▶ [Prompt] Please copy every line of the records below that holds the word "then".

▶ [Material for this task]
_ _ _

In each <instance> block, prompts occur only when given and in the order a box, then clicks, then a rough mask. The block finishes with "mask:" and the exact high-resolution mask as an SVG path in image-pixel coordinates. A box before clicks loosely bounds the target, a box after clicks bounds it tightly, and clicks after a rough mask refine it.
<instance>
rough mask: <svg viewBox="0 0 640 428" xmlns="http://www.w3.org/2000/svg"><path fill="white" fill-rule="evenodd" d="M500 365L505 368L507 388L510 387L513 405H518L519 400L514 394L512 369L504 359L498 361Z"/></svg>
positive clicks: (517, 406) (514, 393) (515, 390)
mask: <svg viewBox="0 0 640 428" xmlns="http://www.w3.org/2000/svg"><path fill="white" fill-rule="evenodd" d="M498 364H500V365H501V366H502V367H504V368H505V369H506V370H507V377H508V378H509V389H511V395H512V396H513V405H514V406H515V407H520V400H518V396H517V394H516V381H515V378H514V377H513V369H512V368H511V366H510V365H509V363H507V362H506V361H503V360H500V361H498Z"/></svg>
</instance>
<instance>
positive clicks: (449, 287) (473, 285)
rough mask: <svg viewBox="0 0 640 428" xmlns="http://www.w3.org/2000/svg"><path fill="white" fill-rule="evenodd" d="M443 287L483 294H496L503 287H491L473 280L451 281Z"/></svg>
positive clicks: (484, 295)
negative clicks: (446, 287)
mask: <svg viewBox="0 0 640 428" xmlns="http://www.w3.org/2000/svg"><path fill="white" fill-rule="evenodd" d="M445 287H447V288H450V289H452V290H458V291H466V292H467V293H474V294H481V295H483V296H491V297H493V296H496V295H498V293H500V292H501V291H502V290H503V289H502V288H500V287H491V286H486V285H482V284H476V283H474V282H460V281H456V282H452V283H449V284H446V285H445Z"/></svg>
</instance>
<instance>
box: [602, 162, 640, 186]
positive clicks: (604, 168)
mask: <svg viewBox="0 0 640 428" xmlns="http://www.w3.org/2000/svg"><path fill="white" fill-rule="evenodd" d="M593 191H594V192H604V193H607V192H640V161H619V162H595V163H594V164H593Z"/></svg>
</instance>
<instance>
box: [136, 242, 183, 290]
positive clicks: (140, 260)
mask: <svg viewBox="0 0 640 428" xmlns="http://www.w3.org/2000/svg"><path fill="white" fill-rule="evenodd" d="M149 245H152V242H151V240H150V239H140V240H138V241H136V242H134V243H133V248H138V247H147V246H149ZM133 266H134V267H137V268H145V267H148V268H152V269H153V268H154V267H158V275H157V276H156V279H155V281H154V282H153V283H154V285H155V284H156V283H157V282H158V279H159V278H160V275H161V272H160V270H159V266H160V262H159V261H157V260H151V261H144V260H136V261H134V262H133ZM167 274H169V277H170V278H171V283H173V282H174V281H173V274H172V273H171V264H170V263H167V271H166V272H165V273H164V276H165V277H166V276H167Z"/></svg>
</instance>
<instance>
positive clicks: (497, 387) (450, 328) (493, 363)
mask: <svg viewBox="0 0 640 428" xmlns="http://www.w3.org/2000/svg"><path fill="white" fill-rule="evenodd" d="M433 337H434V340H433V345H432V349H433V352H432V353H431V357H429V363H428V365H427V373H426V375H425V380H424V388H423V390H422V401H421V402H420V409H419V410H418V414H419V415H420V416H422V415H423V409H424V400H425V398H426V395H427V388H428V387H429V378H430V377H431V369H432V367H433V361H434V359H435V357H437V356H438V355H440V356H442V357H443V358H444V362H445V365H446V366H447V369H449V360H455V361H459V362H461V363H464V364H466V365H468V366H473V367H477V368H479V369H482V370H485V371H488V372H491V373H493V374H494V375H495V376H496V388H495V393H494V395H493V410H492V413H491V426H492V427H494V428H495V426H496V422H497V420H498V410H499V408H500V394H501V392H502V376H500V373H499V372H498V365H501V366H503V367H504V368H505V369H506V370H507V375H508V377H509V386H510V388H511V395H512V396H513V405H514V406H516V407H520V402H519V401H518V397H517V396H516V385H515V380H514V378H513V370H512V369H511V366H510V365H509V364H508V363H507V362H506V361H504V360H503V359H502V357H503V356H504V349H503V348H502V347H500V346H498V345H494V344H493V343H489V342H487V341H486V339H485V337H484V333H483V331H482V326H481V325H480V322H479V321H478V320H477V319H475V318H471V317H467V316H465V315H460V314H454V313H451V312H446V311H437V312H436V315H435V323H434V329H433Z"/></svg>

_ _ _

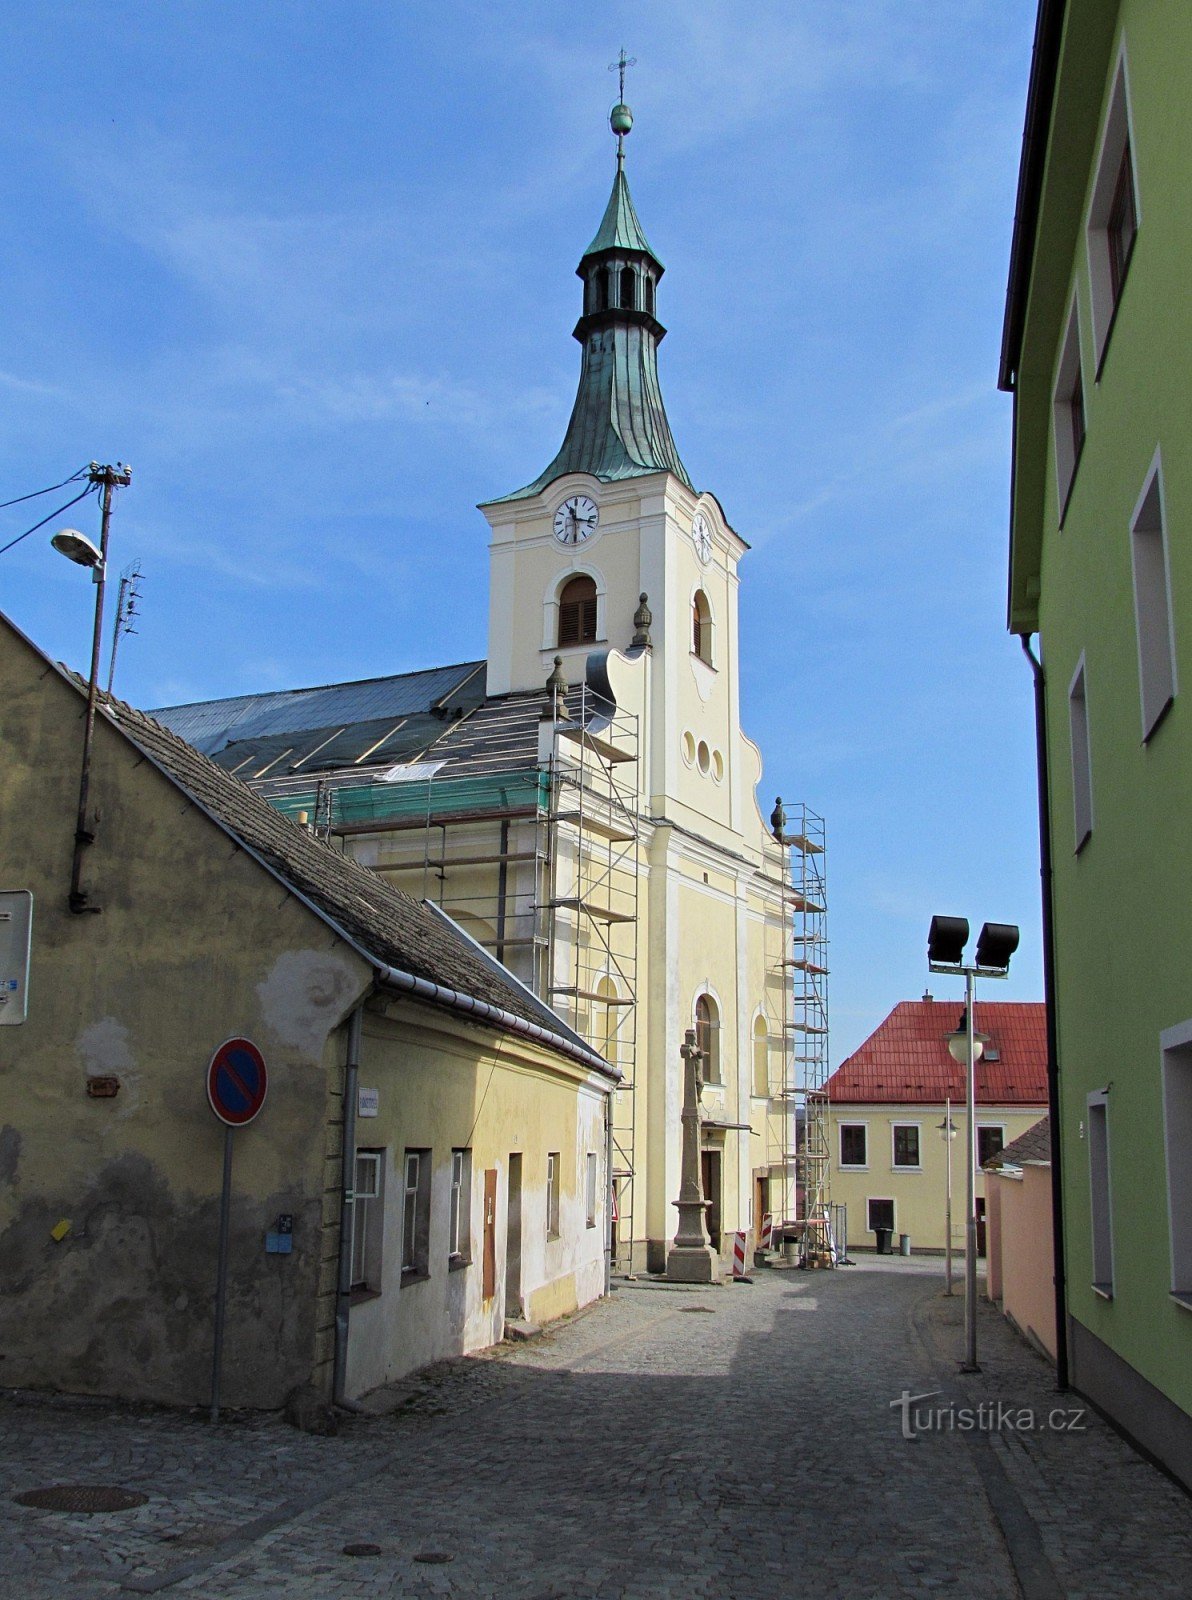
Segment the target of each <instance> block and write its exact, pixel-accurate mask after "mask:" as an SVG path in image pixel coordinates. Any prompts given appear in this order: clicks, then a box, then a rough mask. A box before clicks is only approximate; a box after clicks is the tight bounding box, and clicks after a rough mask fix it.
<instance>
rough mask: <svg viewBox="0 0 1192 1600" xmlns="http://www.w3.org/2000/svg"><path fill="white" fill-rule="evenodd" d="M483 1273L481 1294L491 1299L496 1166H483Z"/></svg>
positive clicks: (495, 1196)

_ _ _

▶ [Exercise answer]
In each <instance> block, prompts occur only when given and in the order a box, then clicks, then a rough mask. The block finishes with "mask:" and the exact high-resolution mask as an SVG path in image-pixel coordinates. A box before clicks loosely bounds the target, a box after clicks bounds it tightly, and clicks after a rough mask refine it.
Segment the target of each <instance> block and write its exact, pixel-accurate mask after "mask:" as an SVG path in image pixel coordinates. Any prompts given appear in this order: clicks, then a box, then a rough mask. A box before clicks is only approximate; a box after clicks is the tight bounding box, and clicks after a rough mask fix it.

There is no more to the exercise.